Required work: Please transcribe the passage of the start-up excerpt below, from "Beam from Ghana" up to and including "the ball rolling.".

Although e-tsena was only launched in January 2016, the start-up is already working with a variety of different shops, such as drug stores, supermarkets, hotels, and furniture or electrical goods stores. The beneficiary receives an SMS with a unique voucher code valid for 45 days. If he doesn’t spend the entire amount, the shop issues a voucher for the remainder.
“We decided to focus on Europe and Madagascar to start,” Alvino explains. “We aim to make the service available in the USA, Canada, Africa and Asia at a later date.” Customers in Europe can pay online by credit card, while customers in Madagascar can use mobile banking. Fees are 5% for international and 3% for local transactions. More than a hundred customers are already registered on the website and the first corporate clients are expressing interest in the service. E-Tsena has been supported by the Habaka Innovation Hub.
Beam from Ghana is the service to choose for more sophisticated projects and tasks. Whether you need someone to supervise the workmen building your new home, want to buy your nephew the birthday present he has his eye on in the shop next door, or need help with errands at Ghanaian government agencies: Simply contact Beam's customer service via WhatsApp and they'll get the ball rolling.
Beam aims to deliver any services and goods inside Ghana. The start-up’s staff can go grocery shopping for your grandma, pick up her medicine at the pharmacy, or arrange for a driver to take her to church. As most Ghanaians abroad are in the US and the UK, the start-up is so far focused on – but not limited to – these three countries.
Once you contact customer service via WhatsApp, they make you an offer. Charges depend on the specific service provided, and you can accept or reject the offer. Then you'll get frequent updates about how your request is progressing via WhatsApp.
“WhatsApp is perfect for ironing out the details of a request and keeping the customer updated on progress made,” founder Falk Benke explains. “Once we went fabric shopping for a customer in the US. We sent her real-time images of the different fabrics, so she could choose just as if she was right there with us.” Beam doesn’t send sensitive information like payment data via WhatsApp though. “For all sensitive data, we use email and external payment providers like PayPal.”
Beam has been supported by the MEST incubator in Accra. The start-up has been around for six months and receives all sorts of requests. The major categories are sending gifts like cakes and hampers to friends and family in Ghana, legal errands like registering a company, and help buying land and checking up on construction projects. Some orders are even surprisingly funny:
“We have received several requests for homemade Waakye from specific street vendors here in Accra to be sent abroad,” Falk tells. “Waakye is a Ghanaians speciality and the favourite dish of many Ghanaians. You can buy it in some places abroad, but people keep telling us that the taste is not the same. Unfortunately, you are not allowed to ship prepared food to the US, so we haven’t found a good solution for this yet.”

Source data:
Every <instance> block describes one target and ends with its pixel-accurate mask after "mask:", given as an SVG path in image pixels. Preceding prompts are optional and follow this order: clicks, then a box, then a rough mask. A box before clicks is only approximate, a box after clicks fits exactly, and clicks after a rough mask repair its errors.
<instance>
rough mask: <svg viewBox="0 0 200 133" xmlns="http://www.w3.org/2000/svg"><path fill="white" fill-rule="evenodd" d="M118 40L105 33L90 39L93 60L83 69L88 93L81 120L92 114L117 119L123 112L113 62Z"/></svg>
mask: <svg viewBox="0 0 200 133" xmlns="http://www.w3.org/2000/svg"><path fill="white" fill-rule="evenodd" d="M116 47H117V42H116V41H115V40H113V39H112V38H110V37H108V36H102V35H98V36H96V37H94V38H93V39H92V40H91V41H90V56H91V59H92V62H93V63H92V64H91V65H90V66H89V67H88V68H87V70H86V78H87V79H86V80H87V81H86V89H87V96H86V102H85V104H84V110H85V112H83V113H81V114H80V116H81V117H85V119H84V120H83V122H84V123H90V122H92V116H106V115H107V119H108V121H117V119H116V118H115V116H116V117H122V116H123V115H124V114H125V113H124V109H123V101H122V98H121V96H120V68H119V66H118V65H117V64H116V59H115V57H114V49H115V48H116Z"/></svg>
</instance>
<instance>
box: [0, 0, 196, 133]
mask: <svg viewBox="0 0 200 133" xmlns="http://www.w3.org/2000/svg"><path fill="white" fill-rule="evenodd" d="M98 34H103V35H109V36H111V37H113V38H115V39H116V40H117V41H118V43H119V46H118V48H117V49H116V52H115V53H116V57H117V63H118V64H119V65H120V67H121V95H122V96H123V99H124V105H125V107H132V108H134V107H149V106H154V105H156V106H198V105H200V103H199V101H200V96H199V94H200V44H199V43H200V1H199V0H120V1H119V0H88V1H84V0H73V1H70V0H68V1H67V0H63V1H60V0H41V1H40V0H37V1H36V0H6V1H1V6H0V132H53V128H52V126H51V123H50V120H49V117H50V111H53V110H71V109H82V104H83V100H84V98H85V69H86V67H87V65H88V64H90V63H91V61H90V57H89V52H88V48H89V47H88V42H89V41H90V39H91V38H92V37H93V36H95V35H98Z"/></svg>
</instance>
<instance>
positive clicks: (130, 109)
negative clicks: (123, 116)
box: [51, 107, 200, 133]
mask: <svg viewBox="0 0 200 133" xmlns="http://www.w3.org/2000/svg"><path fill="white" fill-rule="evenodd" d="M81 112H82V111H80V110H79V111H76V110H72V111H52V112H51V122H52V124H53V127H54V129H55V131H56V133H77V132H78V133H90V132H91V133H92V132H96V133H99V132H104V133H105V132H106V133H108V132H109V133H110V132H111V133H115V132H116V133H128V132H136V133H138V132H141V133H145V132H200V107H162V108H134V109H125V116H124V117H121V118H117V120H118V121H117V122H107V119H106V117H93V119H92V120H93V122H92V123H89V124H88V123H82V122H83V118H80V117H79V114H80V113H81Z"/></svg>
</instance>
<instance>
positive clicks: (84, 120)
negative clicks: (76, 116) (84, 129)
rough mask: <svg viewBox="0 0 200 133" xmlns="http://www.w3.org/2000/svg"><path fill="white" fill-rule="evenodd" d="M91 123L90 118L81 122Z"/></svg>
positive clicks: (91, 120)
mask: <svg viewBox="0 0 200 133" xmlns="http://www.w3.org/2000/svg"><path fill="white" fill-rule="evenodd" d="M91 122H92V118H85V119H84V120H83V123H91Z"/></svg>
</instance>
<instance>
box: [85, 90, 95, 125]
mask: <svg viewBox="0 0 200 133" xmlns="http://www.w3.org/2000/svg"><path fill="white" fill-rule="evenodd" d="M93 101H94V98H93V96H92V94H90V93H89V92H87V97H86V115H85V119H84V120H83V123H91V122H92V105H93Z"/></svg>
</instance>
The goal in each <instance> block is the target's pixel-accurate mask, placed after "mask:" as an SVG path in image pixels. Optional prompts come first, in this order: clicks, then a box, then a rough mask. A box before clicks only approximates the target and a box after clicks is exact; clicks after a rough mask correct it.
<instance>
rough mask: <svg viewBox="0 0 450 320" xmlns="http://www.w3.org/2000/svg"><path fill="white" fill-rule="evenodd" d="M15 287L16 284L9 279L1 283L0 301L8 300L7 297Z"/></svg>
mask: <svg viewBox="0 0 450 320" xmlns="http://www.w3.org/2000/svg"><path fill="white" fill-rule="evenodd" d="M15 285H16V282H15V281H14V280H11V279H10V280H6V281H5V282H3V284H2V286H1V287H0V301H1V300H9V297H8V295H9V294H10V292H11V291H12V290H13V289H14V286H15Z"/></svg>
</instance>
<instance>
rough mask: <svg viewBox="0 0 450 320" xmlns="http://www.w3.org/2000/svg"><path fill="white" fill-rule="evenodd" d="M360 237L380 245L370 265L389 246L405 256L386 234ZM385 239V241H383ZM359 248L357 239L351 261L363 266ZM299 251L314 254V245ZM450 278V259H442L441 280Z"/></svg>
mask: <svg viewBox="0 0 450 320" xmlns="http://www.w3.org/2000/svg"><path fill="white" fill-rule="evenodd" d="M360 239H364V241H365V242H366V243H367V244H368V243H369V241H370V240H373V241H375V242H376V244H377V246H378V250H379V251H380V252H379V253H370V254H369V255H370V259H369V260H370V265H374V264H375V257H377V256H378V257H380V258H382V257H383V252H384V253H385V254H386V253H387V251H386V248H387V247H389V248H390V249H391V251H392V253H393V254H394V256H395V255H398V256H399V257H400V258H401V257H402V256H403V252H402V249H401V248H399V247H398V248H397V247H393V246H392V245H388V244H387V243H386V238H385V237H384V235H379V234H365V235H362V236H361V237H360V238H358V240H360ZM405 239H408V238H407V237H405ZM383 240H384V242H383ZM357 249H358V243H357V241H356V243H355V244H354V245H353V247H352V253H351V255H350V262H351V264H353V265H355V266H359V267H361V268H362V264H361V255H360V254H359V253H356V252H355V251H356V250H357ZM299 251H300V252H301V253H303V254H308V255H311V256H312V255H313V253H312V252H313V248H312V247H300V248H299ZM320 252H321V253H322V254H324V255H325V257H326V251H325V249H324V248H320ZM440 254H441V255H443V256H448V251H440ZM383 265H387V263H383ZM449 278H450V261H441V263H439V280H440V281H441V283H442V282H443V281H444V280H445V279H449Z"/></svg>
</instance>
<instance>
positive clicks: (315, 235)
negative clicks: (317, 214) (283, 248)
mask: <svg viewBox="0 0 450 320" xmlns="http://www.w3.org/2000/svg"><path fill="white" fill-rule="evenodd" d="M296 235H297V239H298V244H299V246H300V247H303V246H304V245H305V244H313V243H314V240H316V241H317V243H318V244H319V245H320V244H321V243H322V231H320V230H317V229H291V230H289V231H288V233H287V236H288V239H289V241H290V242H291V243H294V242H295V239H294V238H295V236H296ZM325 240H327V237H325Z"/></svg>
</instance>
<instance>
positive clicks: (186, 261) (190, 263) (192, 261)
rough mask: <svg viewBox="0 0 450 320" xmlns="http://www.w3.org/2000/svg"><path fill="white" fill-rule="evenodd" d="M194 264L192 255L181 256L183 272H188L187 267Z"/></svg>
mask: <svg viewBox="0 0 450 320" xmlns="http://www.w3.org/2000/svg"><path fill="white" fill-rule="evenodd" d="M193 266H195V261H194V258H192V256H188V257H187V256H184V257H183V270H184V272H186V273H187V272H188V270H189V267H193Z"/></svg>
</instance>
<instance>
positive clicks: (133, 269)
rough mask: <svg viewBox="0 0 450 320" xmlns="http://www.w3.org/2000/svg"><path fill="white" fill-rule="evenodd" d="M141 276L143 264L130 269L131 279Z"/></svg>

Output below:
Beam from Ghana is the service to choose for more sophisticated projects and tasks. Whether you need someone to supervise the workmen building your new home, want to buy your nephew the birthday present he has his eye on in the shop next door, or need help with errands at Ghanaian government agencies: Simply contact Beam's customer service via WhatsApp and they'll get the ball rolling.